Reproduce word for word the part of the sheep post between "(Don't ask why" and "a tube reliably.", inclusive.

- Source:
........
Saturday, March 30, 2013

Reality show?

We should be getting our own reality show right about now, since we have several of the attributes seemingly most useful to getting on any all-American basic cable reality-type show.

For starters, we have some serious fat butts. Those seem to be very popular on shows like "The Biggest Loser." Ours belong, of course, mostly to sheep, who should have lambed by now but haven't.

Here, for example, is Quetzal.

(Don't ask why we have a sheep named Quetzal. I don't pick the sheep names. As a man, and a husband, I'm officially not creative enough to do that. I would have gone with Daisy or Blossom.)

But you do get my main point. That's a serious derrière thère. If you'll pardon my français.

And she's not the only one. Here's her cousin Quinny, just as massif. The two round basketball-sized protrusions on either side are, of course, lambs, who seem to like it in there where it's nice and warm and food comes through a tube reliably.

(By the way, why do we use French for talking about overlarge body parts and expensive clothing and other things about which we want to be coy or are shy about? Is it because of French fashion, or because the French aren't supposed to get fat. It's like the words mutton, beef, and pork, all French, when what we mean in plain English is sheep, cow, and pig. But we don't say, I had a nice pig chop for dinner the other night, even if I did, even if I know it was a pig because I grew it myself. It's very silly, if you ask moi. Another sad consequence of the bloody old Norman Conquest, right up there in historical importance with the Harrying of the North, or the English feudal system.)
........
[Dataset rows on where objects appear]
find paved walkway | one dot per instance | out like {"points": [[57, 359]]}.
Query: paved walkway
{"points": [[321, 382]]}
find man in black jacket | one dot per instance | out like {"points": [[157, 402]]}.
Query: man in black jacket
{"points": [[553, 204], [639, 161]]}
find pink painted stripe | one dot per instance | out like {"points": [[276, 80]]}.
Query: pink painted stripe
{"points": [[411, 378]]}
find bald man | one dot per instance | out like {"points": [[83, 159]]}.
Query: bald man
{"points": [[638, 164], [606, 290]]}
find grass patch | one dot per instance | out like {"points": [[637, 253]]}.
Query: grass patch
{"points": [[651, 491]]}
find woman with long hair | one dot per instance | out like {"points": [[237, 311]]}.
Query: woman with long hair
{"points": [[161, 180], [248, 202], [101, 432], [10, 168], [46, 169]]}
........
- Final result:
(Don't ask why we have a sheep named Quetzal. I don't pick the sheep names. As a man, and a husband, I'm officially not creative enough to do that. I would have gone with Daisy or Blossom.)

But you do get my main point. That's a serious derrière thère. If you'll pardon my français.

And she's not the only one. Here's her cousin Quinny, just as massif. The two round basketball-sized protrusions on either side are, of course, lambs, who seem to like it in there where it's nice and warm and food comes through a tube reliably.